### Records for the task

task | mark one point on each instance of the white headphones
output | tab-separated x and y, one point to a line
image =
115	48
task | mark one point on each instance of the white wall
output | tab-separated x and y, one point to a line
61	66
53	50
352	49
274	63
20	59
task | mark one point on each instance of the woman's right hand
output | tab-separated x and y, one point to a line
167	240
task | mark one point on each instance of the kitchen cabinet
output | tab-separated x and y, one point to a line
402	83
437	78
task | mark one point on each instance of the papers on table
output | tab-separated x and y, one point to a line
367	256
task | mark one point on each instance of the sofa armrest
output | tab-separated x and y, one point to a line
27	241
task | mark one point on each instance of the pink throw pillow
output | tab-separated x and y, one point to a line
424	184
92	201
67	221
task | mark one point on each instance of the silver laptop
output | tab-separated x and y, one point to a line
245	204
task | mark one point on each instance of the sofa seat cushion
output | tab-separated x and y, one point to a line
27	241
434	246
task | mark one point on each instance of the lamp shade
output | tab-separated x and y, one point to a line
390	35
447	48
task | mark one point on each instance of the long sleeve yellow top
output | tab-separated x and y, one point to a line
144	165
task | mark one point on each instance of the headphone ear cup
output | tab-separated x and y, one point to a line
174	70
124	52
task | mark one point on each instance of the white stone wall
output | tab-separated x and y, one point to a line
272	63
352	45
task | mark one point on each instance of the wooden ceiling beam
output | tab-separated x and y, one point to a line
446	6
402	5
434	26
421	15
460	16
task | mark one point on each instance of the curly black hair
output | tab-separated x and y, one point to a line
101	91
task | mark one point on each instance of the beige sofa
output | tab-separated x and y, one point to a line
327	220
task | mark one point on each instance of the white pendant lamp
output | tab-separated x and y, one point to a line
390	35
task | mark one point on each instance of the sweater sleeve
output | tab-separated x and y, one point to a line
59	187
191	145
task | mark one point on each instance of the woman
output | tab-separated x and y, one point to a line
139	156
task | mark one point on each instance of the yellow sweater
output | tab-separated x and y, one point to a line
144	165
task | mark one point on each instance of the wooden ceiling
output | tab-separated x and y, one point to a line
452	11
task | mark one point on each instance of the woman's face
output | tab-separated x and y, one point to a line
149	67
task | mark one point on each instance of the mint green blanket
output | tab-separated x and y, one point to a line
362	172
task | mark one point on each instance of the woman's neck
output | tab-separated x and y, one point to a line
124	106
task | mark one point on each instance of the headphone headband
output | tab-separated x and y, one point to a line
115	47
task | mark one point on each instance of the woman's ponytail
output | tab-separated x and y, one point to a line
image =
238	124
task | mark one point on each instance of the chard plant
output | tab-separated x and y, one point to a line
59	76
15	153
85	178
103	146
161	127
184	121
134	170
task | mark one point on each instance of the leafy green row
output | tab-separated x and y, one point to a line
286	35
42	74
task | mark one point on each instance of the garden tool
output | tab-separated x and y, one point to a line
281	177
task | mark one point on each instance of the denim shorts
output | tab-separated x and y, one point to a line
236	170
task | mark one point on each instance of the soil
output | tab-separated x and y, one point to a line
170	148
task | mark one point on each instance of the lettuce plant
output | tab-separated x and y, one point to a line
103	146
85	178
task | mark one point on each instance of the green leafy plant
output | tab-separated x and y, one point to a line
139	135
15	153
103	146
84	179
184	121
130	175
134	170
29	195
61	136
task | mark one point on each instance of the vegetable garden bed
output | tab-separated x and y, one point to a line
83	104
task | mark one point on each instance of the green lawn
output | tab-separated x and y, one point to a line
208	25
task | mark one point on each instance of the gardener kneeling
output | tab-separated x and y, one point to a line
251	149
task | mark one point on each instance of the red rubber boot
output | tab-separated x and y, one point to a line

######

Exercise description> Each line of the listing should be echoed back exactly.

Task response>
task | mark one point on each instance of the white headphones
output | tab-separated x and y, one point to a line
image =
115	48
task | mark one point on each instance of the white wall
output | tab-separated x and y, one point to a line
61	66
53	50
352	49
274	63
20	59
task | mark one point on each instance of the woman's right hand
output | tab-separated x and y, one point to a line
167	240
task | mark one point on each instance of the kitchen cabinet
output | tab-separated x and y, one point to a line
402	83
437	78
task | mark one point on each instance of the papers on table
output | tab-separated x and y, one point to a line
367	256
task | mark one point on each instance of the sofa armrest
output | tab-separated x and y, one point to a line
27	241
task | mark one point on each instance of the pink throw pillow
output | tab-separated x and y, one point to a line
424	184
92	201
67	221
task | mark one point on each instance of the silver laptop
output | tab-separated x and y, one point to a line
245	204
task | mark one point on each instance of the sofa seat cushion
output | tab-separated x and y, one point to a line
27	241
434	246
task | mark one point on each instance of the lamp shade
output | tab-separated x and y, one point to a line
390	35
447	48
task | mark one point on each instance of the long sleeve yellow top
output | tab-separated x and y, one point to a line
144	165
task | mark one point on each instance of the headphone ear cup
output | tab-separated x and y, one point to a line
174	70
124	52
task | mark one point on each instance of the white stone wall
output | tab-separated x and y, one point to a line
272	63
352	45
task | mark one point on each instance of the wooden ceiling beam
output | tab-separated x and y, one point to a line
446	6
402	5
434	26
421	15
460	16
task | mark one point on each instance of the curly black hair
output | tab-separated x and y, one point to a line
101	91
task | mark one point on each instance of the beige sofa
output | tab-separated x and y, one point to a line
327	220
task | mark one point on each instance of the white pendant lamp
output | tab-separated x and y, one point to a line
390	35
task | mark one point on each instance of the sweater sleeve
output | tab-separated x and y, one point to a line
59	187
191	145
task | mark one point on each instance of the woman
output | tab-separated x and y, one point to a line
139	156
task | mark one point on each instance of the yellow sweater
output | tab-separated x and y, one point to a line
144	165
task | mark one point on each instance of the wooden ceiling
output | tab-separated x and y, one point to a line
452	11
task | mark one point on each instance of the woman's face
output | tab-separated x and y, one point to a line
149	67
task | mark one point on each instance of the mint green blanket
output | tab-separated x and y, one point to a line
362	172
task | mark one point on each instance of the woman's neck
output | tab-separated x and y, one point to a line
124	106
task | mark one point on each instance of the headphone headband
output | tab-separated x and y, one point to a line
115	47
task | mark one point on each instance of the woman's ponytail
output | tab-separated x and y, one point to a line
image =
238	124
task | mark one point on each instance of the chard plant
output | tab-separated x and y, one point to a line
59	76
15	153
85	178
103	146
161	127
184	121
134	170
task | mark one point on each instance of the leafy green row
output | tab-separated x and y, one point to a line
286	35
42	74
task | mark one point on each instance of the garden tool
output | tab-separated x and y, one point to a line
281	177
task | mark one point on each instance of the denim shorts
output | tab-separated x and y, one point to a line
236	170
task | mark one point on each instance of the soil
output | tab-separated x and y, one point to a line
170	148
task | mark one point on each instance of the lettuce plant
output | tab-separated x and y, one point to a line
103	146
85	178
task | mark one point on each instance of the green leafy plant
output | tab-separated x and y, one point to a line
139	135
15	153
103	146
84	179
184	121
130	175
134	170
29	195
61	136
task | mark one point on each instance of the vegetable garden bed
output | tab-separated x and y, one point to a line
83	104
task | mark one point on each instance of the green lawn
output | tab-separated x and y, one point to a line
208	25
task | mark one point on each instance of the gardener kneeling
output | tab-separated x and y, one point to a line
251	149
task | mark one point on each instance of the red rubber boot
output | tab-separated x and y, one point to a line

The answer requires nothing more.